> _TASK INSTRUCTIONS_
(1) Answer these questions about the travel post:
(a) About how many people does the writer think live in the actual town of Taize?
(b) How many days did the writer spend in Chartres?
(c) How much did the tour with Malcolm Miller cost?
(2) In the travel post, rename "hostel" to "guesthouse" and write out the stretch from "Following my brief" through "through its path." with that change.
(3) Which things does the travel post name as not having changed the Chartres Cathedral?

> _DOCUMENT SECTION_
********

I think that the actual town of Taize has about 20 people, what you see here is pretty much it.

After the morning storm

Easter life

A small French town. Notice the snow on the hill. Easter morning, we woke to huge snowflakes falling out of the sky (although, nothing like what you Clevelanders experienced last year!). I brought no winter jacket with me this trip- it was a bit chilly.

Saturday, April 26, 2008

Backlog: Chartres


When I arrived here in Germany, I was very grateful for the visual arts that were within the church walls of the church services that I attended. I couldn't understand much of what was being said in the services, and although the litergy is different, there are similiarities that I could follow along (or at least make up my own, whatever I thought was appropriate at that particular place in time). During the sermons, when I could no longer concentrate on trying to follow what was being said, I let my eyes wander around the space, paying attention to the alter pieces or the stained glass windows, doing my best to interpret their meanings. I allowed their pictures, their stories, to teach me something.

Following my brief stay in Paris I spent three days in Chartres, France, a nice quiet town about an hour outside of the big city. I was practically the lone person in my hostel, so the visit really was a retreat of sorts. My purpose in visiting the city was to experience the Chartres Cathedral. The cathedral is unique in that it's gothic grandeur has remained largely intact as it has always been, not having been changed by the reformation, vandalism, or war.


Inlaid into the floor is a labyrinth. On Fridays the chairs are pulled back and the labyrinth exposed for the public to walk through. It was a real treat to be able to see it uncovered and to walk through its path.


The Chartres Cathedral was influential in the world of gothic architecture, as it reached new hights with the development of the flying buttresses providing enough support to build higher than ever before.

I was lucky enough to get in a tour with Malcolm Miller, who first came to Chartres 50 years ago as a student from England and fell in love with the Cathedral, so much so that he decided to pick up and move to Chartres and dedicate his life to researching the cathedral and giving tours to those who are interested. He's not your average tour guide, however, and it may have been the best 5 Euros that I spent on my trip, as we spent 90 minutes hearing the history of the cathedral and learning a bit of the story that the Cathredral stands to share.

********

> _Saved entries_
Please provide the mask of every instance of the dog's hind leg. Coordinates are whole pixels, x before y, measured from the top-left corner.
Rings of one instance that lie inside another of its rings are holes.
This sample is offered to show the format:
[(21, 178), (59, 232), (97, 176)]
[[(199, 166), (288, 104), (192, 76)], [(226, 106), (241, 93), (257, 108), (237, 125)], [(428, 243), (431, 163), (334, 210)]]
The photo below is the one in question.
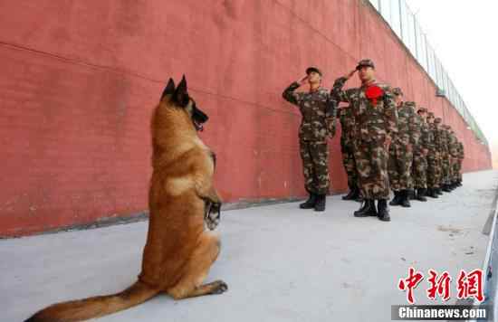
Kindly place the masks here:
[(223, 280), (202, 284), (209, 268), (218, 257), (220, 242), (216, 235), (203, 232), (197, 248), (187, 263), (186, 270), (177, 285), (167, 289), (175, 299), (200, 297), (208, 294), (221, 294), (228, 289)]

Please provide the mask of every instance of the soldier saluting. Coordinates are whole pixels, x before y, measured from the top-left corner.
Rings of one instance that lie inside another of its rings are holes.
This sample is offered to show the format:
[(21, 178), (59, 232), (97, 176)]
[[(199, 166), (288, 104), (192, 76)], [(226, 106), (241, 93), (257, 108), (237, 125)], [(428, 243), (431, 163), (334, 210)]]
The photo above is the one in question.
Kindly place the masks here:
[[(361, 87), (342, 90), (356, 71)], [(374, 63), (366, 59), (348, 75), (337, 79), (330, 94), (336, 100), (349, 102), (355, 116), (354, 155), (365, 201), (354, 215), (378, 215), (381, 221), (388, 222), (388, 148), (392, 136), (397, 132), (397, 111), (391, 89), (375, 80)], [(377, 210), (375, 200), (378, 201)]]
[[(299, 128), (299, 145), (304, 174), (304, 186), (310, 194), (300, 204), (302, 209), (325, 210), (325, 196), (329, 192), (329, 148), (327, 137), (333, 135), (335, 102), (329, 91), (321, 87), (321, 71), (316, 67), (306, 70), (306, 76), (292, 83), (283, 93), (283, 99), (297, 107), (302, 116)], [(309, 83), (310, 91), (296, 92)]]

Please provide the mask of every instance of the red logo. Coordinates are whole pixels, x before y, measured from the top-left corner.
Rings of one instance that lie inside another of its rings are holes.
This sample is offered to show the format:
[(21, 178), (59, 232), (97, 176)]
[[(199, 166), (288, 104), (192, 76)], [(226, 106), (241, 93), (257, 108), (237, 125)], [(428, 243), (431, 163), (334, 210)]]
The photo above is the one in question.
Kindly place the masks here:
[[(425, 279), (424, 274), (415, 270), (413, 267), (408, 269), (408, 276), (406, 279), (399, 279), (397, 289), (407, 292), (407, 299), (408, 303), (414, 304), (413, 290), (417, 289), (418, 284)], [(429, 270), (429, 277), (427, 281), (430, 287), (426, 290), (429, 299), (436, 299), (436, 296), (441, 297), (445, 301), (450, 299), (451, 289), (450, 284), (452, 278), (447, 271), (438, 274), (434, 270)], [(457, 280), (458, 298), (474, 298), (479, 302), (484, 300), (483, 290), (483, 270), (474, 270), (467, 273), (465, 270), (460, 270)]]
[(439, 279), (437, 271), (429, 270), (430, 278), (428, 279), (431, 287), (427, 289), (427, 297), (430, 299), (436, 299), (436, 296), (439, 295), (443, 300), (450, 299), (450, 283), (451, 276), (447, 271), (445, 271)]
[(367, 90), (365, 90), (365, 96), (370, 100), (374, 107), (377, 106), (377, 100), (378, 98), (384, 95), (384, 90), (377, 85), (369, 86)]
[(408, 290), (407, 293), (407, 298), (410, 304), (414, 304), (415, 300), (413, 298), (413, 290), (424, 279), (424, 275), (420, 272), (415, 273), (415, 269), (413, 267), (409, 268), (408, 277), (407, 279), (399, 279), (397, 283), (397, 289), (400, 290)]
[(458, 274), (458, 298), (474, 298), (479, 302), (484, 300), (483, 294), (483, 270), (474, 270), (466, 273), (462, 270)]

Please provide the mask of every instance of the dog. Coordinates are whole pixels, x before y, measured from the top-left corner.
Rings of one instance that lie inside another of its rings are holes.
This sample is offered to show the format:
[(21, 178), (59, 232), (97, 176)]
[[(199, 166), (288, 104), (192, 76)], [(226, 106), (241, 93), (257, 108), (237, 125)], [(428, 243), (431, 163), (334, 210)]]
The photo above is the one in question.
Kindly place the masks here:
[(169, 79), (151, 119), (149, 222), (138, 280), (125, 290), (52, 305), (25, 322), (69, 322), (99, 317), (165, 292), (175, 299), (221, 294), (226, 283), (203, 284), (220, 251), (212, 231), (222, 200), (213, 185), (215, 154), (197, 132), (208, 117), (188, 95), (183, 76)]

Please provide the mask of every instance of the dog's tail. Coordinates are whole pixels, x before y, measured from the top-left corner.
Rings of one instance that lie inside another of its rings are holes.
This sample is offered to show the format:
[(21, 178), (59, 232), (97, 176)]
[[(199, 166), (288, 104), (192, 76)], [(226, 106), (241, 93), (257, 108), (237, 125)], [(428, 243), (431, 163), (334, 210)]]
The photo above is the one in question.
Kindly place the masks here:
[(70, 322), (99, 317), (143, 303), (158, 292), (159, 289), (139, 280), (120, 293), (51, 305), (24, 322)]

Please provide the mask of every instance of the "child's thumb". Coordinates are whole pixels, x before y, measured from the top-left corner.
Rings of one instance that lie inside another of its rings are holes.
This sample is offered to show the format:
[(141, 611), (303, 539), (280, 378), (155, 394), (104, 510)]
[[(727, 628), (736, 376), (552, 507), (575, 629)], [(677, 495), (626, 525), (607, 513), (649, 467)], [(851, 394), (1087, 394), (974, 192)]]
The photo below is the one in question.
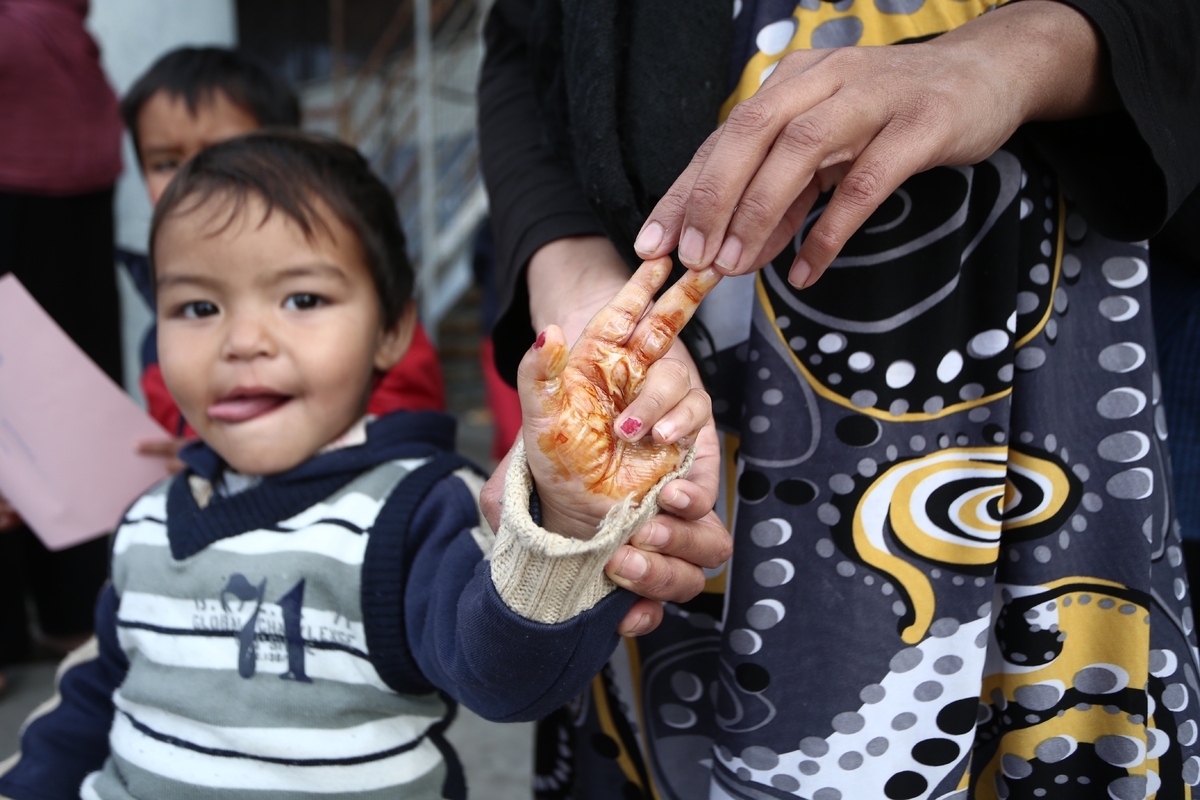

********

> _EXPECTED RESULTS_
(1)
(a) About 20
(b) Three days
(c) 5 Euros

(2)
Following my brief stay in Paris I spent three days in Chartres, France, a nice quiet town about an hour outside of the big city. I was practically the lone person in my guesthouse, so the visit really was a retreat of sorts. My purpose in visiting the city was to experience the Chartres Cathedral. The cathedral is unique in that it's gothic grandeur has remained largely intact as it has always been, not having been changed by the reformation, vandalism, or war.


Inlaid into the floor is a labyrinth. On Fridays the chairs are pulled back and the labyrinth exposed for the public to walk through. It was a real treat to be able to see it uncovered and to walk through its path.

(3) The reformation, vandalism, war